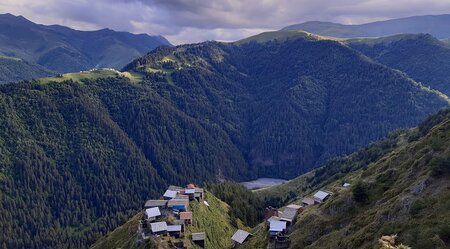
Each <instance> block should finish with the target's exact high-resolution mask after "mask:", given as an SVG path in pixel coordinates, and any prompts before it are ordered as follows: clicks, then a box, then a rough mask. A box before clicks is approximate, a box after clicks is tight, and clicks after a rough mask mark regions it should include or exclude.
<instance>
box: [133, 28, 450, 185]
mask: <svg viewBox="0 0 450 249" xmlns="http://www.w3.org/2000/svg"><path fill="white" fill-rule="evenodd" d="M125 70H131V71H135V72H139V73H145V74H147V77H149V78H151V79H153V80H154V81H155V83H154V88H155V89H156V91H158V92H159V93H160V95H162V96H165V97H166V98H167V99H168V100H169V101H171V102H172V103H173V104H174V105H175V106H177V107H178V108H179V109H180V110H182V111H183V112H185V113H187V114H188V115H190V116H192V117H196V118H200V119H205V118H207V120H208V121H209V122H213V123H216V124H218V125H219V126H220V127H223V129H224V130H225V131H226V132H227V134H228V135H229V136H230V138H231V139H232V141H233V142H234V144H236V145H237V147H238V148H239V149H240V150H241V151H243V152H244V155H245V157H246V158H247V161H248V163H249V166H250V168H251V169H252V172H258V174H259V175H269V176H281V177H289V176H292V175H297V174H299V173H302V172H306V171H307V170H309V169H311V168H312V167H314V166H318V165H320V164H322V163H324V162H325V161H326V160H328V159H330V158H331V157H334V156H336V155H342V154H346V153H350V152H352V151H354V150H355V149H357V148H359V147H361V146H363V145H365V144H367V143H368V142H369V141H373V140H376V139H379V138H381V137H383V136H385V135H386V134H387V133H388V132H389V131H391V130H393V129H396V128H399V127H408V126H411V125H413V124H414V123H417V122H418V121H419V120H421V119H423V118H425V117H426V116H427V115H428V114H429V113H432V112H433V110H437V109H439V108H440V107H443V106H446V105H447V103H446V101H444V100H443V99H441V98H436V97H431V96H436V95H435V93H432V92H429V91H427V90H426V89H423V88H422V87H420V86H419V85H418V84H417V83H415V82H414V81H412V80H410V79H409V78H407V77H405V76H404V75H403V74H401V73H398V72H395V71H393V70H391V69H388V68H386V67H383V66H381V65H378V64H375V63H373V62H372V61H370V60H368V59H367V58H366V57H363V56H361V55H360V54H359V53H357V52H355V51H354V50H352V49H349V48H347V47H345V46H342V45H341V44H340V43H338V42H335V41H330V40H323V39H321V38H317V37H315V36H312V35H308V34H305V33H301V32H274V33H264V34H261V35H259V36H256V37H252V38H249V39H246V40H243V41H240V42H237V43H234V44H223V43H215V42H208V43H203V44H196V45H185V46H180V47H177V48H164V49H157V50H155V51H154V52H152V53H150V54H149V55H147V56H146V57H143V58H141V59H138V60H136V61H135V62H133V63H132V64H131V65H129V66H127V67H126V68H125ZM411 96H413V98H414V99H415V100H412V99H410V98H411ZM425 103H427V104H425ZM400 116H402V118H400Z"/></svg>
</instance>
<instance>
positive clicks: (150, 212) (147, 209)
mask: <svg viewBox="0 0 450 249" xmlns="http://www.w3.org/2000/svg"><path fill="white" fill-rule="evenodd" d="M145 214H146V215H147V217H149V218H152V217H157V216H160V215H161V211H159V207H154V208H147V209H146V210H145Z"/></svg>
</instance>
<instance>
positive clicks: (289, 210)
mask: <svg viewBox="0 0 450 249" xmlns="http://www.w3.org/2000/svg"><path fill="white" fill-rule="evenodd" d="M297 214H298V209H294V208H289V207H286V208H285V209H284V211H283V213H282V214H281V215H280V220H284V221H287V222H288V224H292V223H293V222H294V221H295V219H296V218H297Z"/></svg>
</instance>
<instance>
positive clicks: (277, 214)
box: [264, 206, 279, 220]
mask: <svg viewBox="0 0 450 249" xmlns="http://www.w3.org/2000/svg"><path fill="white" fill-rule="evenodd" d="M278 215H279V213H278V209H276V208H273V207H271V206H269V207H266V210H265V212H264V219H265V220H268V219H269V218H270V217H272V216H276V217H278Z"/></svg>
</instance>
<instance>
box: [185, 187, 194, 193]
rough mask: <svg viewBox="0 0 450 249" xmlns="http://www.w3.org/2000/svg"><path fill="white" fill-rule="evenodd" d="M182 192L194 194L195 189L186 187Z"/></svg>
mask: <svg viewBox="0 0 450 249" xmlns="http://www.w3.org/2000/svg"><path fill="white" fill-rule="evenodd" d="M184 193H186V194H195V189H193V188H192V189H190V188H188V189H186V190H185V191H184Z"/></svg>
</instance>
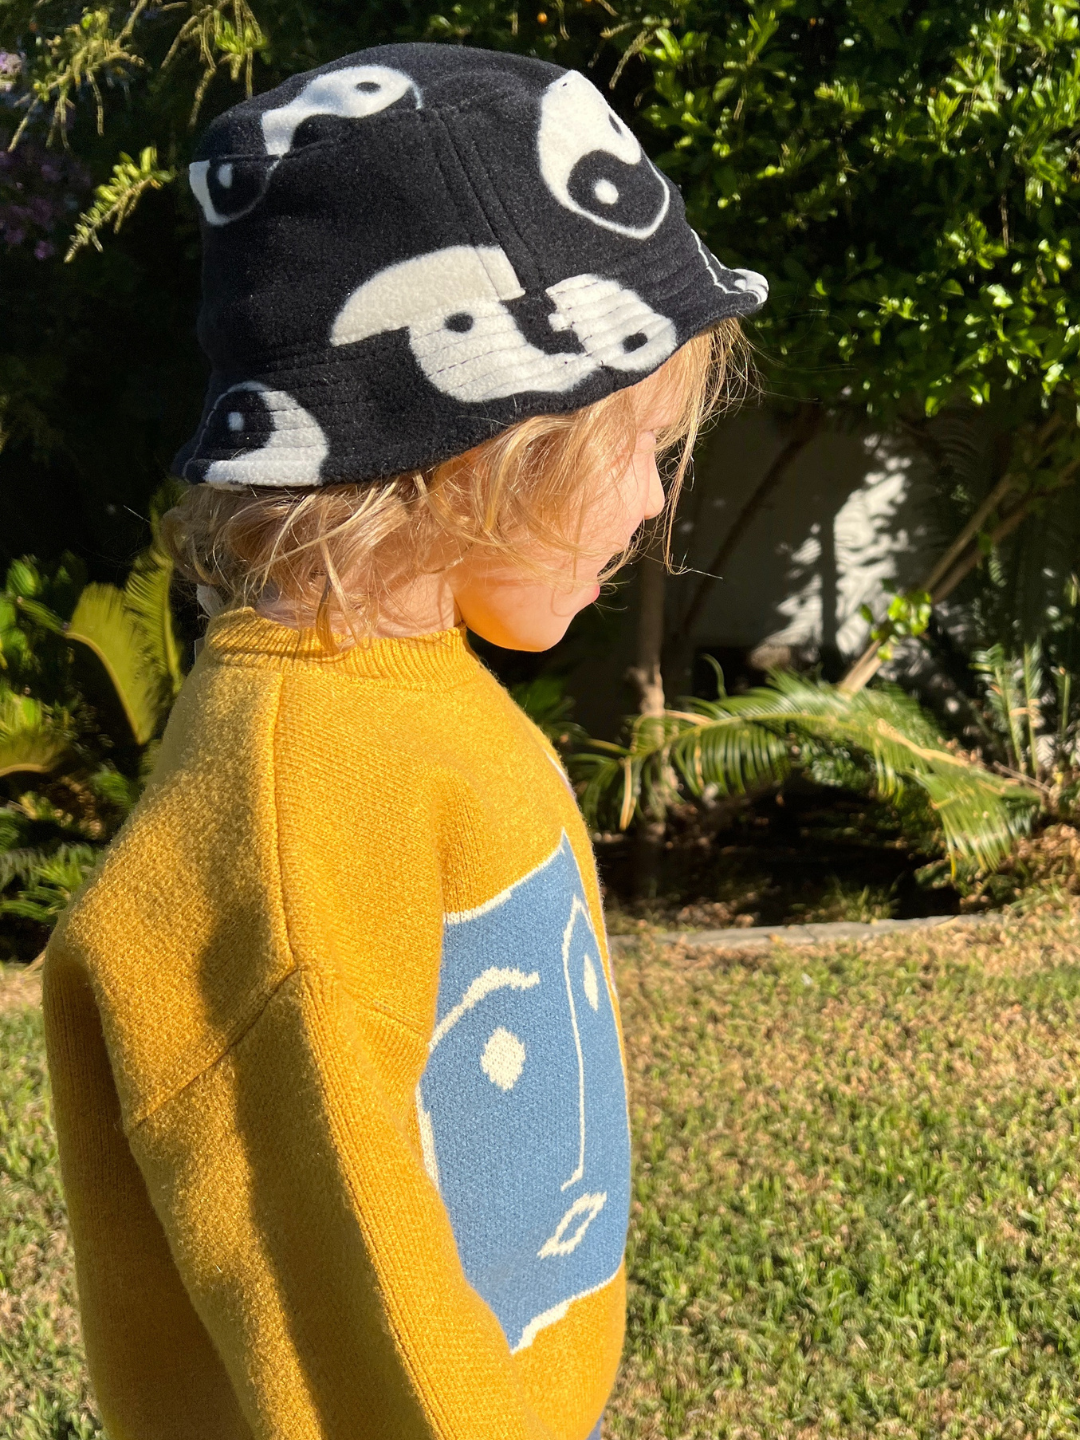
====
• **ABOUT THIS EXERCISE**
From the listing, extract all text exactly as given and drop any picture.

• **OUTPUT FOR THIS EXERCISE**
Each <instance> block should finish with the target's exact high-resolution mask after "mask:", given as an SVG path in pixel coordinates, and any prompts before it are ordered as follows: clicks, then a box, then a rough mask. A box before clicks is approximate, a box after clicks is tight, and clicks after a rough mask mark regions it should include or exclude.
<instance>
box: [133, 28, 450, 185]
mask: <svg viewBox="0 0 450 249" xmlns="http://www.w3.org/2000/svg"><path fill="white" fill-rule="evenodd" d="M125 70H131V71H135V72H139V73H145V74H147V77H149V78H151V79H153V80H154V81H155V83H154V88H155V89H156V91H158V92H159V93H160V95H162V96H165V97H166V98H167V99H168V100H169V101H171V102H172V103H173V104H174V105H175V106H177V107H178V108H179V109H180V110H182V111H183V112H185V113H187V114H188V115H190V116H192V117H196V118H200V119H205V118H207V120H208V121H209V122H213V123H216V124H218V125H219V126H220V127H223V129H224V130H225V131H226V132H227V134H228V135H229V136H230V138H231V139H232V141H233V142H234V144H236V145H237V147H238V148H239V149H240V150H241V151H243V152H244V155H245V157H246V158H247V161H248V163H249V166H250V168H251V169H252V172H258V174H259V175H269V176H281V177H289V176H292V175H297V174H299V173H302V172H306V171H307V170H309V169H311V168H312V167H314V166H318V165H320V164H322V163H324V162H325V161H326V160H328V159H330V158H331V157H334V156H336V155H342V154H346V153H350V152H352V151H354V150H355V149H357V148H359V147H361V146H363V145H365V144H367V143H368V142H369V141H373V140H376V139H379V138H381V137H383V136H385V135H386V134H387V133H388V132H389V131H391V130H393V129H396V128H399V127H408V126H411V125H413V124H414V123H417V122H418V121H419V120H421V119H423V118H425V117H426V116H427V115H428V114H429V113H432V112H433V110H437V109H439V108H440V107H443V106H446V105H447V103H446V101H444V100H443V99H441V98H436V97H431V96H436V95H435V93H432V92H429V91H427V90H426V89H423V88H422V87H420V86H419V85H418V84H417V83H415V82H414V81H412V80H410V79H409V78H407V77H405V76H404V75H403V74H401V73H398V72H395V71H393V70H391V69H388V68H386V67H383V66H381V65H378V64H375V63H373V62H372V61H370V60H368V59H367V58H366V57H363V56H361V55H360V54H359V53H357V52H355V51H354V50H352V49H349V48H347V47H345V46H342V45H341V44H340V43H338V42H335V41H330V40H323V39H321V38H317V37H315V36H312V35H308V34H305V33H301V32H274V33H264V34H261V35H259V36H256V37H252V38H249V39H246V40H243V41H240V42H237V43H234V44H223V43H215V42H208V43H203V44H196V45H185V46H180V47H177V48H164V49H157V50H155V51H154V52H152V53H150V54H149V55H147V56H146V57H143V58H141V59H138V60H136V61H135V62H133V63H132V64H131V65H129V66H127V67H126V68H125ZM411 96H413V98H414V99H415V100H412V99H410V98H411ZM425 103H427V104H425ZM400 116H402V118H400Z"/></svg>
</instance>
<instance>
positive clicks: (150, 212) (147, 209)
mask: <svg viewBox="0 0 450 249" xmlns="http://www.w3.org/2000/svg"><path fill="white" fill-rule="evenodd" d="M145 214H146V215H147V217H149V218H152V217H157V216H160V215H161V211H159V207H154V208H147V209H146V210H145Z"/></svg>
</instance>
<instance>
positive clicks: (289, 210)
mask: <svg viewBox="0 0 450 249" xmlns="http://www.w3.org/2000/svg"><path fill="white" fill-rule="evenodd" d="M297 214H298V209H294V208H289V207H286V208H285V209H284V211H283V213H282V214H281V215H280V220H284V221H287V222H288V224H292V223H293V222H294V221H295V219H296V218H297Z"/></svg>
</instance>
<instance>
positive clicks: (277, 214)
box: [264, 206, 279, 220]
mask: <svg viewBox="0 0 450 249" xmlns="http://www.w3.org/2000/svg"><path fill="white" fill-rule="evenodd" d="M278 215H279V213H278V209H276V208H273V207H271V206H269V207H266V210H265V212H264V219H265V220H268V219H269V218H270V217H272V216H276V217H278Z"/></svg>
</instance>
<instance>
box: [185, 187, 194, 193]
rough mask: <svg viewBox="0 0 450 249" xmlns="http://www.w3.org/2000/svg"><path fill="white" fill-rule="evenodd" d="M182 192L194 194L195 189L186 187Z"/></svg>
mask: <svg viewBox="0 0 450 249" xmlns="http://www.w3.org/2000/svg"><path fill="white" fill-rule="evenodd" d="M184 193H186V194H195V189H193V188H192V189H190V188H188V189H186V190H185V191H184Z"/></svg>
</instance>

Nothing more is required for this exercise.